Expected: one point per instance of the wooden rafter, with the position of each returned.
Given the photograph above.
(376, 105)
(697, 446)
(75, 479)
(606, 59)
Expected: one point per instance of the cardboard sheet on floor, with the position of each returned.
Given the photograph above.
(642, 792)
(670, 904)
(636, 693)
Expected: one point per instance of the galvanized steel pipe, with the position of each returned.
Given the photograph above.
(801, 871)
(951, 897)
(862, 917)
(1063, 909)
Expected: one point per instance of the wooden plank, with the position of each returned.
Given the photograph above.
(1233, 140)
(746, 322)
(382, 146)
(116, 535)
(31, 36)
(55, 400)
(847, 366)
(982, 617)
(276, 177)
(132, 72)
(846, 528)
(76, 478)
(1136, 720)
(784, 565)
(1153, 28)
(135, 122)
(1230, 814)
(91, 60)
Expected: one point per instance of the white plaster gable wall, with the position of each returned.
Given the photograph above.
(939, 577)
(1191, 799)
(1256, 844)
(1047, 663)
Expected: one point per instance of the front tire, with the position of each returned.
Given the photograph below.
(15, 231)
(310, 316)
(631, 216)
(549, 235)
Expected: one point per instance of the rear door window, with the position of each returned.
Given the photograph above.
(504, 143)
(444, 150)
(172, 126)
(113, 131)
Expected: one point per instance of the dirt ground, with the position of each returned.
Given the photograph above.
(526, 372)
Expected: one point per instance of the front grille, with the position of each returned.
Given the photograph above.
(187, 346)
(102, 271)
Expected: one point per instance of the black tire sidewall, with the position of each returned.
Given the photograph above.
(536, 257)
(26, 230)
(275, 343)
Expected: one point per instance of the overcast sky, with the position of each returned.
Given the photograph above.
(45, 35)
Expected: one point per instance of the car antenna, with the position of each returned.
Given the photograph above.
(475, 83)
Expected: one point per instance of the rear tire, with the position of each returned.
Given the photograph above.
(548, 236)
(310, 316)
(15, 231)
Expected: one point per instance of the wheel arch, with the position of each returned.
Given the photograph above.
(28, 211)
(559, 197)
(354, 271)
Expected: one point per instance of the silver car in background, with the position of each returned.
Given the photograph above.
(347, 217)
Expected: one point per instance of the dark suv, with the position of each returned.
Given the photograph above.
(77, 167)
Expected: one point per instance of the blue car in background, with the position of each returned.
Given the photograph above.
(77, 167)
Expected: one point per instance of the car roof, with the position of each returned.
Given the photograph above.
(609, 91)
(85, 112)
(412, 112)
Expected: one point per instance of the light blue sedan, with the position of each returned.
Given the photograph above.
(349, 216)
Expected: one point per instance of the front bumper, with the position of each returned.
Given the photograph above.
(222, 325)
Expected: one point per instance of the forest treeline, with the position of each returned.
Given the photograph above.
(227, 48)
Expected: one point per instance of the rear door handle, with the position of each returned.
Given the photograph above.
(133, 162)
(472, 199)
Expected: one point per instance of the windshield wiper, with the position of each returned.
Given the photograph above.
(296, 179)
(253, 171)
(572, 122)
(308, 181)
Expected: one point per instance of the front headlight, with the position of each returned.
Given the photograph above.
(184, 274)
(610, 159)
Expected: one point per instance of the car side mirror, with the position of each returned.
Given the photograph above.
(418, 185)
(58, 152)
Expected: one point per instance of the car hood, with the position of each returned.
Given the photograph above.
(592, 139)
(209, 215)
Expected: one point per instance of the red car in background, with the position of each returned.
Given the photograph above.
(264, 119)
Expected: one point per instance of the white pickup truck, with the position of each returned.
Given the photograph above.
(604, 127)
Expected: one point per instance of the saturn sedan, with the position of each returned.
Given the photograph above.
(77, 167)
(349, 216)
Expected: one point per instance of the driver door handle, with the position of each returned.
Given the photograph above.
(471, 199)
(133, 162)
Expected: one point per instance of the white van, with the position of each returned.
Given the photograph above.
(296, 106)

#####

> **Instructions for the task**:
Copy out all of the material above word for word, changing nothing.

> **Correct answer**:
Expected: one point per instance of the wooden rafter, with the position of each returned.
Given the photograph above.
(376, 105)
(697, 446)
(75, 479)
(606, 59)
Expected: one point per instance of the cardboard sheet on floor, with the position of each returned.
Given the photograph above.
(642, 792)
(670, 904)
(636, 693)
Expected: one point per instance of the galvanized steel pipe, with the position of each returned.
Given the photograph above.
(801, 871)
(951, 897)
(862, 917)
(1063, 909)
Expected: one point per instance of the wooden plank, with the position of each returned.
Given the photograph above.
(1233, 140)
(746, 322)
(382, 146)
(116, 535)
(31, 36)
(55, 400)
(847, 366)
(982, 617)
(276, 177)
(132, 72)
(846, 528)
(76, 478)
(1136, 720)
(784, 565)
(1153, 28)
(135, 122)
(1230, 814)
(91, 60)
Expected: one point per instance of the white plaster gable wall, with the position of each returned.
Given the photograph above.
(939, 577)
(1191, 799)
(1256, 844)
(1047, 663)
Expected: one point per instance of the front tire, with the position of each returned.
Given the photograph below.
(15, 231)
(310, 316)
(631, 216)
(549, 235)
Expected: one point per instance of the rear door window, with the position of each returned.
Given the photograph above.
(504, 143)
(444, 150)
(172, 126)
(113, 131)
Expected: one point per instance of the dirt ground, with the position of each returned.
Given the photograph above.
(526, 372)
Expected: one point per instance of the front grille, with the position of each returned.
Given the photograph above.
(187, 346)
(102, 271)
Expected: one point per instance of the black tire sidewall, with the position of each returned.
Given the photograph above.
(536, 257)
(26, 230)
(275, 343)
Expected: one point per instance of the overcast sky, with the position of each returned.
Given the photograph above.
(45, 35)
Expected: one point per instance of the car antenna, with the position of each returned.
Given the photograph above.
(475, 83)
Expected: one point per instance of the rear tire, with the position of each returned.
Given the photograph above.
(548, 236)
(310, 316)
(15, 231)
Expected: one point per instance of the wheel arch, with the position of each returned.
Given the photograph above.
(28, 211)
(559, 197)
(354, 271)
Expected: one point per instance of the silver car in background, with the position of each returned.
Given the photograph above.
(347, 217)
Expected: one point per instance of the dark suv, with the position of each returned.
Given the photograph above.
(77, 167)
Expected: one point per instance of the blue car in background, with the position of each returned.
Given the photograph above.
(77, 167)
Expected: one point per instance of the car roof, with the position of each returned.
Given the photograph above.
(609, 91)
(85, 112)
(412, 112)
Expected: one point per instance of the light blue sedan, with the position of each returned.
Given the photograph above.
(349, 216)
Expected: one point per instance of the front bumper, with the position of each returned.
Given the photograph above.
(222, 325)
Expected: one point per instance of the forest treeline, with the position of each returned.
Given the photograph above.
(227, 48)
Expected: one point per instance of the rear door handle, with the position of each returned.
Given the photograph above.
(133, 162)
(472, 199)
Expected: one point per instance of the windshield wiper, with the position of each returned.
Given the photograph above.
(296, 179)
(253, 171)
(572, 122)
(308, 181)
Expected: one point per instance of the front headlight, with the position of each returned.
Given the photograph above.
(184, 274)
(610, 159)
Expected: one point per instance of the car side mirror, with the position of each returned.
Given the photograph above.
(418, 185)
(58, 152)
Expected: one point per instance of the car hood, with the position of each returned.
Given the photograph above.
(592, 139)
(209, 215)
Expected: one point per instance of the red car in background, with the position of each returned.
Given the photograph above.
(264, 119)
Expected: one point per instance of the white pickup truck, with the position of each returned.
Given the photograph above.
(604, 127)
Expected: one point per instance of the saturn sedan, with the position of each returned.
Given the photograph above.
(77, 167)
(349, 216)
Expected: one point per instance of the driver door handle, with the position of each returned.
Given the photograph above.
(471, 199)
(133, 162)
Expected: one point per instance of the white van, with the position of each returned.
Given the photograph above.
(296, 106)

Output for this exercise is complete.